▶ **Instruction**
Put the part of the listing that begins with the line containing "Tag the brown" and ends with the line containing "[(255, 65), (154, 138)]" into a numbered list, leaving out any blank lines.

▶ **Records for processing**
= = = = =

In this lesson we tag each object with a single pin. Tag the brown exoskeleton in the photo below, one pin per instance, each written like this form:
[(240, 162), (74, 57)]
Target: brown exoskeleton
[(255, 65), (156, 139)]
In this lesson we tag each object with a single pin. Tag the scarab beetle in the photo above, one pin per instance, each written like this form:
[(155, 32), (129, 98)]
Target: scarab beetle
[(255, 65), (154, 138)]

= = = = =

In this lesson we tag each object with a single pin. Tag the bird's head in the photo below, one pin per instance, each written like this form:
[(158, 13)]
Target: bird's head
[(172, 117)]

= = = = =

▶ **Right answer**
1. In this lesson we tag each object with a single pin. Tag the brown exoskeleton in the photo below, one pin per instance, each written like this form:
2. [(240, 162), (74, 57)]
3. Target: brown exoskeleton
4. [(255, 65), (156, 139)]
5. In this lesson we tag each object with a single pin. Tag the scarab beetle in the photo above, one pin per instance, each written like this form:
6. [(155, 32), (129, 98)]
7. Target: scarab beetle
8. [(255, 65), (154, 138)]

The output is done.